Problem requirements ->
Every word of the data must be reproduced in your reply exactly.

[Source material]

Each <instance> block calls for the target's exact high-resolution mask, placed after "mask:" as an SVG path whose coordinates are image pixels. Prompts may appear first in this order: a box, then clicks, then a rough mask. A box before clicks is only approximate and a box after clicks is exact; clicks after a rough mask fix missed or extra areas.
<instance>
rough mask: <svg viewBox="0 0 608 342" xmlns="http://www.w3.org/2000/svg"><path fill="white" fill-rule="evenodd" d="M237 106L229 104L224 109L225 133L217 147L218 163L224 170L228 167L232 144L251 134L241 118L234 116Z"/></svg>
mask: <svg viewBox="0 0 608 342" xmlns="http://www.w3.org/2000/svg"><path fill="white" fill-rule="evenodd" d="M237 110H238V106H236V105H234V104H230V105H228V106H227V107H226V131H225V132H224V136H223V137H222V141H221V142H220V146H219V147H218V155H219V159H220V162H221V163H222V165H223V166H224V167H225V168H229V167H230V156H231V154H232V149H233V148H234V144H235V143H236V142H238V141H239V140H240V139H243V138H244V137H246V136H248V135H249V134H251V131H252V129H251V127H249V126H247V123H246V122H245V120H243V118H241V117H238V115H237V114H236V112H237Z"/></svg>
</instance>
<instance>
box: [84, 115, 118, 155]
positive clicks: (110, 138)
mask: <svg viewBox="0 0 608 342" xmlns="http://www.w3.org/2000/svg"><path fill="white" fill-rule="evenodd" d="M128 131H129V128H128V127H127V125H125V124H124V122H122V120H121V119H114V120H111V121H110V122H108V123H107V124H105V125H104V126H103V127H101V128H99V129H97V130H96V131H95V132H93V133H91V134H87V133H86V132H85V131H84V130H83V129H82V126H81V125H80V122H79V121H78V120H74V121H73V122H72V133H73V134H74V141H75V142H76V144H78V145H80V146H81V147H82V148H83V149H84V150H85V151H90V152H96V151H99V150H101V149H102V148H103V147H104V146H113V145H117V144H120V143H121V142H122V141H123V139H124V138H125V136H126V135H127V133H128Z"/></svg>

[/Source material]

Solution to this exercise ->
Each <instance> block calls for the target's exact high-resolution mask, placed after "mask:" as an SVG path whose coordinates are image pixels. Prompts may appear first in this order: a box, then clicks, then a rough mask. A box before clicks is only approximate and a box after clicks is exact; clicks after a rough mask fix missed or extra areas.
<instance>
rough mask: <svg viewBox="0 0 608 342" xmlns="http://www.w3.org/2000/svg"><path fill="white" fill-rule="evenodd" d="M237 106L229 104L224 109L225 133L217 147L218 163L224 170L228 167L232 144L251 134L241 118L234 116Z"/></svg>
mask: <svg viewBox="0 0 608 342" xmlns="http://www.w3.org/2000/svg"><path fill="white" fill-rule="evenodd" d="M237 110H238V106H236V105H234V104H230V105H228V106H227V107H226V131H225V132H224V136H223V137H222V141H221V142H220V146H219V147H218V155H219V159H220V162H221V163H222V165H223V166H224V167H225V168H229V167H230V156H231V154H232V149H233V148H234V144H235V143H236V142H238V141H239V140H240V139H243V138H244V137H246V136H248V135H249V134H251V131H252V129H251V127H249V126H247V123H246V122H245V120H243V118H241V117H238V115H237V114H236V112H237Z"/></svg>
</instance>
<instance>
box: [84, 115, 118, 155]
positive clicks: (110, 138)
mask: <svg viewBox="0 0 608 342" xmlns="http://www.w3.org/2000/svg"><path fill="white" fill-rule="evenodd" d="M128 131H129V128H128V127H127V125H125V124H124V122H122V120H121V119H114V120H111V121H110V122H108V123H107V124H105V125H104V126H103V127H101V128H99V129H97V130H96V131H95V132H93V133H91V134H87V133H86V132H85V131H84V130H83V129H82V126H81V125H80V122H79V121H78V120H74V121H73V122H72V133H73V134H74V141H75V142H76V144H78V145H80V146H81V147H82V148H83V149H84V150H85V151H90V152H96V151H99V150H101V149H102V148H103V147H104V146H113V145H117V144H120V143H121V142H122V141H123V139H124V138H125V136H126V135H127V133H128Z"/></svg>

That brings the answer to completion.